:: Bron

De bedrijfsbrandweer en de Vlissingse brandweer werden afzonderlijk gealarmeerd. Om tien voor half negen kwam er alarm binnen van KMS-mensen bij de portier aan de hoofdpoort. De bedrijfsbrandweer van de Vlissingse werf was kort daarna ter plaatse en vatte de brand aan de achterzijde aan. De gemeentebrandweer kreeg om kwart voor negen een melding. Dat was van de heer A.H. Lefeber, die in de Van Dishoeckstraat woont. Lefeber, hoofdopzichter van de Zegam, kreeg zijn buurman, die vier hoog boven hem woont, aan de deur: “Het Scheldekwartier staat in brand, de vlammen slaan uit het dak”. “Toen ik omstreeks kwart voor negen bij de gemeentebrandweer aankwam, -Stiefbeen stond nog op de tv aan toen ik van huis ging-, wist de brandweer nog van niets. Maar ze waren er onmiddellijk bij”, aldus Lefeber. Bij de ingang van het Scheldekwartier trof hij een wachtpost van De Schelde, die zei: “ze zijn aan de achterkant aan het spuiten”. Kort daarna ging Lefeber nog het gebouw in – dat tot stikkens toe met rook was gevuld – om de gasmeter af te sluiten. Vrijwel gelijk met de melding van Lefeber belde een dochtertje van loods A. Heeres, de brandweer.
De Vlissingse brandweer, eerst de kerngroep van omstreeks tien man en kort daarna de in ijltempo gewaarschuwde vijfentwintig vrijwilligers, pakte het vuur direct met groot materiaal aan de voorzijde aan. Totaal elf stralen werden op het pand gericht: twee op het dak, vier door gesprongen ramen aan de voorzijde naar binnen, twee direct op de zaal en later één naar de galerij boven de garderobe, alsmede het waterkanon en nog een straal boven. Doel was in de eerste plaats te voorkomen dat het vuur oversloeg naar de schouwburgzaal. Van het dak af werd een watergordijn gelegd. Toen de Vlissingse brandweer werd gealarmeerd was de rechterzijde van het gebouw van voor tot achter al één vuurzee. De vlammen sloegen ook uit het dak. Zo gauw de brand bekend was, rende portier De Rijke jr. al in zijn eentje naar het terrein om de auto’s uit de vlak naast de kantinezaal gelegen garage te rijden. Hij kreeg daarbij kort daarna assistentie van de gewaarschuwde heren Abee sr. En jr., een schoonzoon en de chef transport Sterzenbach van de KMS. Busjes, vrachtauto’s, opstapwagens en personenauto’s werden zo snel mogelijk naar buiten gereden. De Scheldebrandweer begon kort voor half negen het blussingswerk aan de achterzijde, eerst met zestien man, daarna op volle sterkte, inclusief de Scheldepoortbrandweer, van totaal veertig man, met zes stralen.

::::

• **Opdracht**: Welke soorten voertuigen werden volgens het brandverslag uit de garage naar buiten gereden? Noem ze allemaal. De items hieronder staan helemaal los van het brandverslag.

:: Gegeven items

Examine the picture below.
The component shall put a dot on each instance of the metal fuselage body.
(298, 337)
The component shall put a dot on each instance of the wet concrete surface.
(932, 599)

::::

• **Uitwerking**: Busjes, vrachtauto's, opstapwagens en personenauto's.